● **PASSAGE**:
* * *

In double-pulse MIG welding, waveform control refers to the modulation of high-frequency pulses using a low-frequency rectangular waveform. Strong and weak pulse trains are continuously alternated during this process, which forces gases formed by the welding processes out of the weld. Therefore, double-pulse MIG welding reduces the effects of weld pores, reduces the sensitivity of the joint to cracks, and improves the finish and mechanical properties of the weld [18].
Pulsed MIG welding is an important breakthrough in welding technology, as it has eliminated numerous constraints of constant-current welding techniques. Moreover, the advent of this technology has provided a new direction for research and development in the field of arc welding [19]. The energy used by pulsed MIG welding can be controlled by adjusting time and current parameters. This ensures that low current will be used during the welding of aluminum alloy plates, in accordance with the requirements of aluminum alloy processing [20]. The relationship between current and the transfer mode of double-pulsed MIG welding is illustrated in Figure 1.
The globular transfer mode is essentially open-arc welding, and it has lower levels of current compared to spray transfer. As shown in Figure 2, the welding current of the spray transfer mode increases in proportion with the surface tension of molten metal, and this mode uses higher currents than several other modes of transfer. This mode of transfer is suitable for settings with low base voltages and high peak currents [21]. The streaming transfer mode leads to higher currents, lower droplet volumes, and formation of axial droplet columns. If the current exceeds 300 A, the electrical resistivity of the transfer process increases. The control of current in pulsed transfer is performed by switching between globular transfer and spray transfer [22].
Figure 2 illustrates the current waveform of single-pulse MIG (P-MIG) welding. This process only involves a few factors, and the most important parameters are the peak current of the pulse, Ip, and the base current of the pulse, Ib. It should be noted that Ip and Ib are the extreme values that manifest during the adjustment period of the pulses. As Ib is typically very small, it is sufficient only for powering idle operation and maintaining the welding arc. Ib also plays a role in the preheating process.
Double-pulse MIG welding effectively decreases crack sensitivity and pore generation rates. In addition, the welding patterns formed by this method are aesthetically pleasing. As shown in Figure 3, low-energy and high-energy pulse trains alternate with each other in double-pulse MIG welding. The meanings of the parameters shown in Figure 3 are as follows: Ibw (Ipw) and tbw (tpw) represent the base (peak) current and base (peak) time of the pulses in the low-energy pulse train, respectively; Ibs (Ips) and tbs (tps) represent the base (peak) current and base (peak) time of the high-energy pulse train, respectively; Tw is the period of the low-energy pulse train; and n and m represent the number of high energy pulses and low-energy pulses per unit welding current cycle, respectively.

* * *

● **SUPPLIED MATERIAL**:
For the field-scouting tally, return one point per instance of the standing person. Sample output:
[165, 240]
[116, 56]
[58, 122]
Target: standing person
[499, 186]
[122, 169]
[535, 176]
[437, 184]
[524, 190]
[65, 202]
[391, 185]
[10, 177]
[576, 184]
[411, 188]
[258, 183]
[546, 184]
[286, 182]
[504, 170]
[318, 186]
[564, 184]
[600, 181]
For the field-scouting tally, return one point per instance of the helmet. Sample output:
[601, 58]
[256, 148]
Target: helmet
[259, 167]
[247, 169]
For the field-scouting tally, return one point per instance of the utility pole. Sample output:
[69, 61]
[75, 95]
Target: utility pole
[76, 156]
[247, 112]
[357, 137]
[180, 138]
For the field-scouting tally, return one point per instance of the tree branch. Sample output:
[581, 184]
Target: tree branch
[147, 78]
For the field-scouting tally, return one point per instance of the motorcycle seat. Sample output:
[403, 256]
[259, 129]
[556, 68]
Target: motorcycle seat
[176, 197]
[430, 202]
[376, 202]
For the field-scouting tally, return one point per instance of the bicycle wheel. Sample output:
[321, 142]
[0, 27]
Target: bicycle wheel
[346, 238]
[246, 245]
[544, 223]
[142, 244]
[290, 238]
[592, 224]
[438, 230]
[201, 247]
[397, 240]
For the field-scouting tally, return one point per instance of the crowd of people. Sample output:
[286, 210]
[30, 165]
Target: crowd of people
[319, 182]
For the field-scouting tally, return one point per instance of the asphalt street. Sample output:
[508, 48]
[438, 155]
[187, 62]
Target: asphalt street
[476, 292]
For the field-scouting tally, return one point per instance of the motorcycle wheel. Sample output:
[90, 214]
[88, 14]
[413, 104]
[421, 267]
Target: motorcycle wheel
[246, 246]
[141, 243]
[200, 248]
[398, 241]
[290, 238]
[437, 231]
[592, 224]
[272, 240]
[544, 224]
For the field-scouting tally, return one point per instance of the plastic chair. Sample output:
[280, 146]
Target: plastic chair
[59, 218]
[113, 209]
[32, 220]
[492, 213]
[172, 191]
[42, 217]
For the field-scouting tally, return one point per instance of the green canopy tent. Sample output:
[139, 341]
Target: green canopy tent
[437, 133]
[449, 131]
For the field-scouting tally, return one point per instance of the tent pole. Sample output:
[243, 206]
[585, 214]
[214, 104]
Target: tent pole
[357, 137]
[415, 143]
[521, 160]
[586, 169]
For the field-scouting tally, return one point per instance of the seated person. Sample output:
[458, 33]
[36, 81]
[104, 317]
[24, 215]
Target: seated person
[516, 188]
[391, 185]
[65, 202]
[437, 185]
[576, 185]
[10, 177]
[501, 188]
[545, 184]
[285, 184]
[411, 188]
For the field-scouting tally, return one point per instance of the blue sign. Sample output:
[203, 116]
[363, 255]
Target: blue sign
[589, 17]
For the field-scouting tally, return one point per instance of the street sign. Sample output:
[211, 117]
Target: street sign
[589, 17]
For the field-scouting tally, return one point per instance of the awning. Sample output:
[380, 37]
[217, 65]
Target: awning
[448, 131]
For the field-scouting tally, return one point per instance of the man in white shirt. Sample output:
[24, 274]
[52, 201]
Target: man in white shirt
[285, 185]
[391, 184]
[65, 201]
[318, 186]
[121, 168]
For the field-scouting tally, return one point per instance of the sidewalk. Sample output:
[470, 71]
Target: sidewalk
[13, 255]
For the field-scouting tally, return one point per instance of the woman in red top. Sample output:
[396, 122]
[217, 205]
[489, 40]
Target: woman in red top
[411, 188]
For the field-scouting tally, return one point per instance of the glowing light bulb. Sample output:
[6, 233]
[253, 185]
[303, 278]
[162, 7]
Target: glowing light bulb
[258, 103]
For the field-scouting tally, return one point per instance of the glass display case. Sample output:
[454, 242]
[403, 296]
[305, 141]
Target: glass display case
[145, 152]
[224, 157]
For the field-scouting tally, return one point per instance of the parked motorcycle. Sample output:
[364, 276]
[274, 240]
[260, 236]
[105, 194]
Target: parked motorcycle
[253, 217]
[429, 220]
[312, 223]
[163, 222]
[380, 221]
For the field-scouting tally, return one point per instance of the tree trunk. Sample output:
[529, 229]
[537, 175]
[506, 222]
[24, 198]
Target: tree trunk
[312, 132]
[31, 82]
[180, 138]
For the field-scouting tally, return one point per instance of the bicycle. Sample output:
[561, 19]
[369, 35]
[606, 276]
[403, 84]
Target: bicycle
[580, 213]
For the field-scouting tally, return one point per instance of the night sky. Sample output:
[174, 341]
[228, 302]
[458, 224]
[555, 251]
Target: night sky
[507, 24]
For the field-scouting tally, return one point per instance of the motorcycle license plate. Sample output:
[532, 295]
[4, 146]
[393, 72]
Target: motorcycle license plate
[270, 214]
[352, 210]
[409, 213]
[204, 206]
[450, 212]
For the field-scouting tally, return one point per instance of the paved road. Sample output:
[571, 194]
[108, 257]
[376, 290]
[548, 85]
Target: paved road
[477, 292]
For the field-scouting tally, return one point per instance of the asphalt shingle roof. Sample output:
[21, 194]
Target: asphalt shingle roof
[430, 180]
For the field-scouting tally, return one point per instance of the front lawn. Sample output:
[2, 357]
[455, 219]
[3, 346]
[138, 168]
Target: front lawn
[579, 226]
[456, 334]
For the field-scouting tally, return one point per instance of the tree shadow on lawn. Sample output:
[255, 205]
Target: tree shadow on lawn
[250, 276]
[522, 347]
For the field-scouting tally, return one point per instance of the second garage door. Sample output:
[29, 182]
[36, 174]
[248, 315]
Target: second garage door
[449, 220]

* * *

● **STATED TASK A**: Sum up the MIG welding passage in two sentences.
● **STATED TASK B**: In the MIG welding passage, repeat everything from "Pulsed MIG welding is an" down to "in Figure 1.", word for word.

● **FULL SOLUTION A**: Double-pulse MIG welding alternates strong and weak pulse trains, which forces gases out of the weld, reduces pores and crack sensitivity, and improves the weld's finish and mechanical properties. Pulsed MIG welding removed many limits of constant-current welding and lets its energy be controlled through time and current settings, and in single-pulse MIG welding the main parameters are the peak current Ip and the small base current Ib, which keeps the arc going.

● **FULL SOLUTION B**:
Pulsed MIG welding is an important breakthrough in welding technology, as it has eliminated numerous constraints of constant-current welding techniques. Moreover, the advent of this technology has provided a new direction for research and development in the field of arc welding [19]. The energy used by pulsed MIG welding can be controlled by adjusting time and current parameters. This ensures that low current will be used during the welding of aluminum alloy plates, in accordance with the requirements of aluminum alloy processing [20]. The relationship between current and the transfer mode of double-pulsed MIG welding is illustrated in Figure 1.